Obiettivi |
a: Traduci in inglese questa frase del brano da leggere: «L'interazione può anche essere uguale a zero, ma in tal caso non si compie alcuna osservazione e non si acquisisce alcuna conoscenza sulle proprietà del sistema atomico.»
b: Nel brano da leggere, quale valore minimo deve avere un'interazione diversa da zero tra strumento e sistema atomico?

Brano da leggere |
IL SIGNIFICATO DELLA REALTA'

 

Il senso della misurazione in Meccanica Quantistica

 

  

L'esistenza del quanto d'azione di Planck introduce in fisica classica una situazione completamente nuova dal punto di vista della descrizione del processo di misura : ogni interazione I tra sistema atomico SA e strumento D non è più riducibile ad una registrazione da parte di D del valore della grandezza misurata su SA, ma comporta una importante modifica anche del sistema SA , che non è eliminabile né praticamente, né concettualmente. L'interazione può anche essere uguale a zero, ma in tal caso non si compie alcuna osservazione e non si acquisisce alcuna conoscenza sulle proprietà del sistema atomico. Se l'interazione è invece diversa da zero, essa non può essere resa arbitrariamente piccola e non è quindi neppure concettualmente eliminabile (come avveniva in fisica classica), ma deve avere la costante di Planck come valore minimo. Questo perchè ogni interazione fisica tra strumento misuratore e microoggetto misurato implica sempre uno scambio di energia per un certo intervallo di tempo, oppure la cessione di una certa quantità di moto su una certa distanza spaziale. Ora le dimensioni fisiche di "energia per tempo" e di "quantità di moto per spazio" sono proprio quelle dell'azione, sono cioè quelle della costante (h) di Planck. Il termine interazione usato per ogni processo quantistico di misurazione è quindi vero letteralmente, dato che si ha proprio a che fare con lo scambio della grandezza fisica azione fra lo strumento e il sistema fisico misurato, che a causa delle dimensioni atomiche di quest'ultimo, comporta su di esso una inevitabile perturbazione. Questo carattere perturbativo della misurazione in microfisica comporta la necessità dell'abbandono dello schema classico della doppia registrazione da parte dell'apparato prima e dell'osservatore poi, a favore del nuovo schema :

(1) SA « D ® O

che indica esplicitamente la natura simmetrica e non più unidirezionale del processo di interazione tra apparato misuratore D e sistema atomico misurato SA. Anche nello schema (1) la seconda interazione tra apparato D e osservatore O continua ad essere indicata come una registrazione da parte di O del risultato da lui osservato su D. Si tratta di uno schema che non è comunque universalmente accettato e sono state avanzate, come vedremo, proposte più radicali, che sostengono la natura simmetrica anche dell'interazione tra O e D , e la conseguente possibilità di una modifica, da parte della mente o della coscienza di O, dello stato fisico di D e, attraverso questo, dello stesso SA.

Dati forniti |
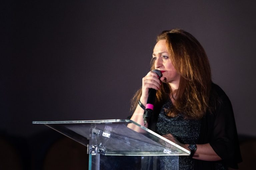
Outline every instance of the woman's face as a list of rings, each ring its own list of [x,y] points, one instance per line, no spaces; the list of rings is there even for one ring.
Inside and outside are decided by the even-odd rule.
[[[178,87],[180,75],[174,69],[170,58],[170,54],[165,44],[165,40],[160,40],[156,44],[153,50],[153,59],[155,68],[161,71],[164,77],[164,82]]]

Soluzioni dei compiti |
a: The interaction can also be equal to zero, but in that case no observation is made and no knowledge is acquired about the properties of the atomic system.

b: Deve avere come valore minimo la costante di Planck.